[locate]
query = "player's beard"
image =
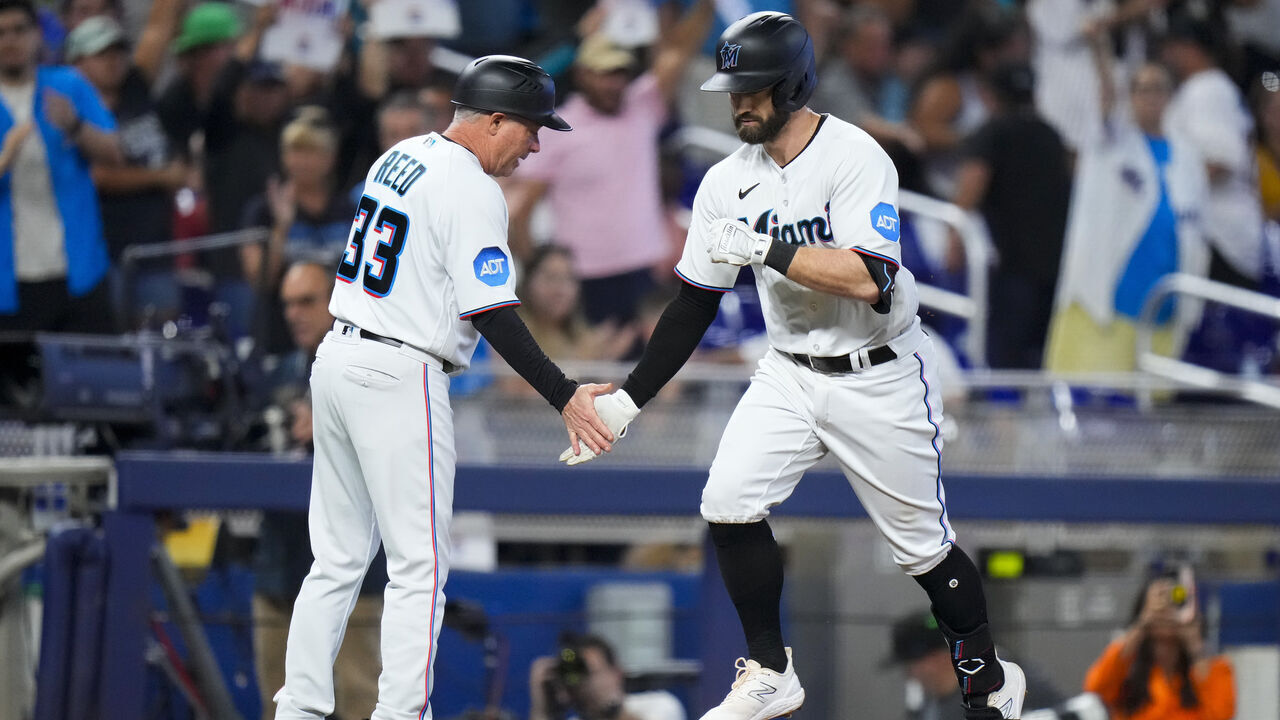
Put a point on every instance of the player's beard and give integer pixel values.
(763, 131)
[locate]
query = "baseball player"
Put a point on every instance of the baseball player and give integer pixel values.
(810, 204)
(425, 272)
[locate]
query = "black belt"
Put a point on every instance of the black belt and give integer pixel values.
(447, 367)
(844, 363)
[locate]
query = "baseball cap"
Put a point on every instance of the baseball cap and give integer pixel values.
(914, 637)
(92, 36)
(602, 54)
(208, 23)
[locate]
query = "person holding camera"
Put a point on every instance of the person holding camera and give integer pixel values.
(584, 680)
(1159, 668)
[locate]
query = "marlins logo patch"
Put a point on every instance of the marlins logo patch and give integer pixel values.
(885, 222)
(492, 267)
(728, 55)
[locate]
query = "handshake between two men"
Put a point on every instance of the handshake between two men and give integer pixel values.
(727, 241)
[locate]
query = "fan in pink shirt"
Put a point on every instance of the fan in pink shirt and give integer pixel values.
(602, 183)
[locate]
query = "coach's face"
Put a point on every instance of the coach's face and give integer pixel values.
(515, 139)
(754, 115)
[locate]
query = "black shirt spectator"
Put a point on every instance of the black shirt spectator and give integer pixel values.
(1015, 171)
(145, 214)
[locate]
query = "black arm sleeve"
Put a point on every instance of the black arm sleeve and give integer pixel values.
(885, 276)
(508, 336)
(675, 338)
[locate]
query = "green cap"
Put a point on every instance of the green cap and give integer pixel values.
(208, 23)
(92, 36)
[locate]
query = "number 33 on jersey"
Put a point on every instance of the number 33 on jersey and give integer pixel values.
(428, 249)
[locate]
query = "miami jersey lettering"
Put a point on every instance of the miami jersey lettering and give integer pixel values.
(455, 250)
(841, 194)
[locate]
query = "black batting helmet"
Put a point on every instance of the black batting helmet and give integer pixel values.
(767, 50)
(504, 83)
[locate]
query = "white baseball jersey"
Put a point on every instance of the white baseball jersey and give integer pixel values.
(881, 423)
(428, 250)
(840, 192)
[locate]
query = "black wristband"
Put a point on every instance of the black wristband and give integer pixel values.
(780, 255)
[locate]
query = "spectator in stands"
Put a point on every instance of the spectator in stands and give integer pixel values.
(240, 109)
(58, 19)
(1015, 172)
(551, 305)
(305, 288)
(585, 679)
(920, 650)
(1211, 113)
(283, 555)
(1208, 110)
(949, 103)
(402, 117)
(1253, 30)
(1266, 108)
(205, 45)
(1066, 89)
(437, 100)
(602, 180)
(307, 214)
(859, 83)
(1159, 668)
(136, 196)
(397, 54)
(53, 256)
(1136, 217)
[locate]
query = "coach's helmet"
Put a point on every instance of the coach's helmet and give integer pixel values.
(504, 83)
(767, 50)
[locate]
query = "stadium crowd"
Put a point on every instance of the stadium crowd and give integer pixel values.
(1100, 145)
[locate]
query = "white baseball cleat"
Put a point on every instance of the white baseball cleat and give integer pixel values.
(759, 693)
(1009, 698)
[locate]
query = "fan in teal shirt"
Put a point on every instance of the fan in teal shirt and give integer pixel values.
(73, 188)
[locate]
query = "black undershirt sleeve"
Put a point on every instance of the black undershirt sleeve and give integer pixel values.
(508, 336)
(675, 338)
(885, 276)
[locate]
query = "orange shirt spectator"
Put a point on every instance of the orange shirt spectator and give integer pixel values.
(1212, 680)
(1157, 670)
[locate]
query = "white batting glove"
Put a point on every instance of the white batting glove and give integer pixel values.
(617, 410)
(736, 244)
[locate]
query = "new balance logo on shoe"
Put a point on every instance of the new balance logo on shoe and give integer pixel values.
(760, 692)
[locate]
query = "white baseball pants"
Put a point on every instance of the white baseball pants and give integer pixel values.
(882, 424)
(384, 463)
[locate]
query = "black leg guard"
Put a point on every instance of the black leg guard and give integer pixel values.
(750, 565)
(973, 655)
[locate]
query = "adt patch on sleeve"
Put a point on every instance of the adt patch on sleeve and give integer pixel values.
(885, 220)
(492, 267)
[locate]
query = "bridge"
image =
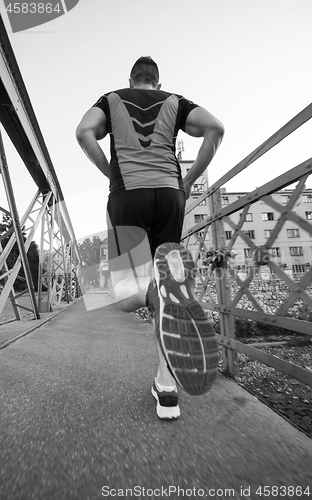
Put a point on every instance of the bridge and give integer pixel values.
(77, 417)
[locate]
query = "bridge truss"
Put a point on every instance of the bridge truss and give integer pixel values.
(59, 260)
(228, 295)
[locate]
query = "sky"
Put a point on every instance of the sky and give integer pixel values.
(247, 61)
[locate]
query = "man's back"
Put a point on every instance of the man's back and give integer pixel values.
(143, 125)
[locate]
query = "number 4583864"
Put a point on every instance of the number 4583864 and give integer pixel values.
(283, 491)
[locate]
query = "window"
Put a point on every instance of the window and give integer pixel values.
(199, 217)
(285, 199)
(296, 251)
(307, 198)
(298, 268)
(250, 233)
(228, 235)
(267, 216)
(267, 233)
(275, 252)
(293, 233)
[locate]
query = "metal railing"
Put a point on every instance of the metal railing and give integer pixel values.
(222, 293)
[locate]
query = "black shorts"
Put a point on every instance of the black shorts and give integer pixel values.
(139, 221)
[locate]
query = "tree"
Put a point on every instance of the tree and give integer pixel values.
(90, 256)
(32, 254)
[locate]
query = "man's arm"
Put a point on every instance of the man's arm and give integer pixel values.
(91, 129)
(201, 123)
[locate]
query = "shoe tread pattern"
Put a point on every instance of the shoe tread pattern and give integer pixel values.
(188, 338)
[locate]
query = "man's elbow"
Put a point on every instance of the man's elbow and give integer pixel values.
(219, 129)
(215, 133)
(82, 134)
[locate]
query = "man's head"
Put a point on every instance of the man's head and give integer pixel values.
(144, 73)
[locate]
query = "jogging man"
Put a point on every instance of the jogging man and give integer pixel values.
(149, 266)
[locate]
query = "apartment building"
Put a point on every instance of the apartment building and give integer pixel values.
(291, 249)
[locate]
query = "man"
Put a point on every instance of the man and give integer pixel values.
(146, 207)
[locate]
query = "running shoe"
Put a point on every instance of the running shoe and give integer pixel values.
(167, 402)
(185, 336)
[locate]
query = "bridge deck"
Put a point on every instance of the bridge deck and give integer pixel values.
(77, 415)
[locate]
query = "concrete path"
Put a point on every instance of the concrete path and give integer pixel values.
(78, 422)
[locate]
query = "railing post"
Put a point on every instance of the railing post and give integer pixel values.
(227, 325)
(17, 228)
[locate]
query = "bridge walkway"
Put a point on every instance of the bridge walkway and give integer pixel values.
(78, 421)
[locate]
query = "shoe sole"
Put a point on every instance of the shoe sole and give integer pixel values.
(166, 412)
(186, 337)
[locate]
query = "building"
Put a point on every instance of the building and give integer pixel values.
(291, 249)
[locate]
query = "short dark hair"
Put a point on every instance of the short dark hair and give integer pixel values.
(145, 70)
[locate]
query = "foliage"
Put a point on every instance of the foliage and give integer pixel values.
(32, 254)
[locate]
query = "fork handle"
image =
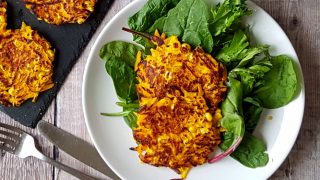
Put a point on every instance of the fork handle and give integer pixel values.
(65, 168)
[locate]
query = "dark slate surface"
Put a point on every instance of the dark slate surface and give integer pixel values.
(68, 41)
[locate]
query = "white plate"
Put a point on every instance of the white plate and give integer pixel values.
(113, 138)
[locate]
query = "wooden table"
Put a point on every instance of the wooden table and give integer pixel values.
(301, 21)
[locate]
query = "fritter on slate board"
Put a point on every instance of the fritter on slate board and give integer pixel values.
(61, 11)
(179, 94)
(25, 63)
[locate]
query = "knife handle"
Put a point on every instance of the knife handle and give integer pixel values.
(65, 168)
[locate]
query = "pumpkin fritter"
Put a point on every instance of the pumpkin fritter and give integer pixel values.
(61, 11)
(179, 91)
(25, 63)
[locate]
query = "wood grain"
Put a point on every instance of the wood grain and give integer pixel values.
(299, 19)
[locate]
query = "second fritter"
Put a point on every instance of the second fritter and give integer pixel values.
(61, 11)
(25, 63)
(179, 90)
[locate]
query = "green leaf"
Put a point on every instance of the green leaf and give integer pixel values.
(232, 113)
(231, 51)
(124, 79)
(125, 51)
(131, 118)
(227, 15)
(120, 59)
(280, 83)
(252, 113)
(249, 76)
(251, 152)
(158, 25)
(189, 21)
(151, 11)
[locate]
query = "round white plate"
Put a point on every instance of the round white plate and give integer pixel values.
(113, 138)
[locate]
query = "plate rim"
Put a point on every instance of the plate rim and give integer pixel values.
(132, 4)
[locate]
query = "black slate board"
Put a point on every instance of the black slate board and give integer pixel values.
(68, 40)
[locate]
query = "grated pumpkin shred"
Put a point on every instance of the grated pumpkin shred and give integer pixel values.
(179, 90)
(25, 63)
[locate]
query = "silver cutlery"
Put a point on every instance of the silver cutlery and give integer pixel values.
(21, 144)
(75, 147)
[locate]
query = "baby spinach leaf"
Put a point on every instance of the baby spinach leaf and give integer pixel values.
(189, 21)
(232, 51)
(226, 15)
(151, 11)
(237, 52)
(252, 112)
(158, 25)
(124, 79)
(232, 113)
(249, 76)
(251, 152)
(280, 83)
(120, 59)
(131, 118)
(128, 113)
(123, 50)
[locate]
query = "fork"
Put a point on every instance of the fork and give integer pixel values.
(21, 144)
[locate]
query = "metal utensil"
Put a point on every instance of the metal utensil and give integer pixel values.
(75, 147)
(21, 144)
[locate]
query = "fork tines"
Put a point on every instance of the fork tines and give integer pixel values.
(9, 137)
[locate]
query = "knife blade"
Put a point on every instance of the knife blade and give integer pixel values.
(75, 147)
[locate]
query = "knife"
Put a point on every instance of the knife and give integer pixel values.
(75, 147)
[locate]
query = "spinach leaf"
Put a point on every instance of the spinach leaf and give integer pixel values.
(189, 20)
(232, 113)
(123, 50)
(124, 79)
(128, 113)
(250, 76)
(231, 51)
(252, 112)
(251, 152)
(280, 83)
(120, 59)
(131, 118)
(237, 52)
(158, 25)
(151, 11)
(226, 15)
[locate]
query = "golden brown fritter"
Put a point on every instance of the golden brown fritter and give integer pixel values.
(179, 93)
(25, 63)
(61, 11)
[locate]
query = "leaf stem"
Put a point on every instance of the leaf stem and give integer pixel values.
(124, 113)
(155, 39)
(129, 105)
(227, 152)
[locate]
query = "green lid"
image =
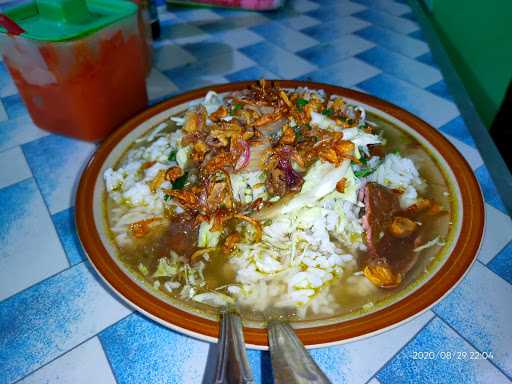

▶ **Work to complete**:
Only the lines from the line containing "Put a point on every instance of the grated" through the last line of the entries above should be reproduced, word for word and without pictures.

▶ **Exercise answer**:
Put a point on every instance of the grated pumpkin shred and give integer pixel values.
(179, 90)
(25, 63)
[locate]
query = "silver cutlery"
Put a point on every instance of the silver cutlery and give integer pixel values.
(21, 144)
(75, 147)
[locate]
query = "baby spinach leaf"
Put a point on every instance of the baby spinach leaf and give integer pixel values.
(189, 21)
(232, 51)
(226, 15)
(151, 11)
(237, 52)
(252, 112)
(158, 25)
(124, 79)
(232, 113)
(249, 76)
(251, 152)
(280, 83)
(120, 59)
(131, 118)
(128, 113)
(123, 50)
[locate]
query = "fork"
Put a point on every instance of the fork and give integer pixel values.
(21, 144)
[locate]
query = "metal utensil"
Put a point on every instance of the metal utensil and give integer pixel values.
(75, 147)
(21, 144)
[locate]
query = "fork tines"
Put a point on every instance of the fork tines and give integer pixel values.
(9, 137)
[locate]
query = "knife blade"
Put a point on every instance of the knife blade and give integer pixel values.
(75, 147)
[locate]
query = "knife"
Put a point on every instance of the knife and give integer pixel values.
(75, 147)
[locate]
query = "spinach leaf"
Put a point on every instance of the spinach leaf and give integer pixel values.
(189, 20)
(232, 113)
(123, 50)
(124, 79)
(128, 113)
(250, 76)
(231, 51)
(252, 112)
(251, 152)
(280, 83)
(120, 59)
(131, 118)
(237, 52)
(158, 25)
(151, 11)
(226, 15)
[locate]
query = "golden brown fritter"
Put a point on every instance of the golden brown fritter and give integer pixel values.
(179, 93)
(25, 63)
(61, 11)
[locate]
query = "leaf stem"
Put a point on every instance of the leaf stem and give integer pixel values.
(124, 113)
(155, 39)
(129, 105)
(227, 152)
[locate]
query = "green lid"
image =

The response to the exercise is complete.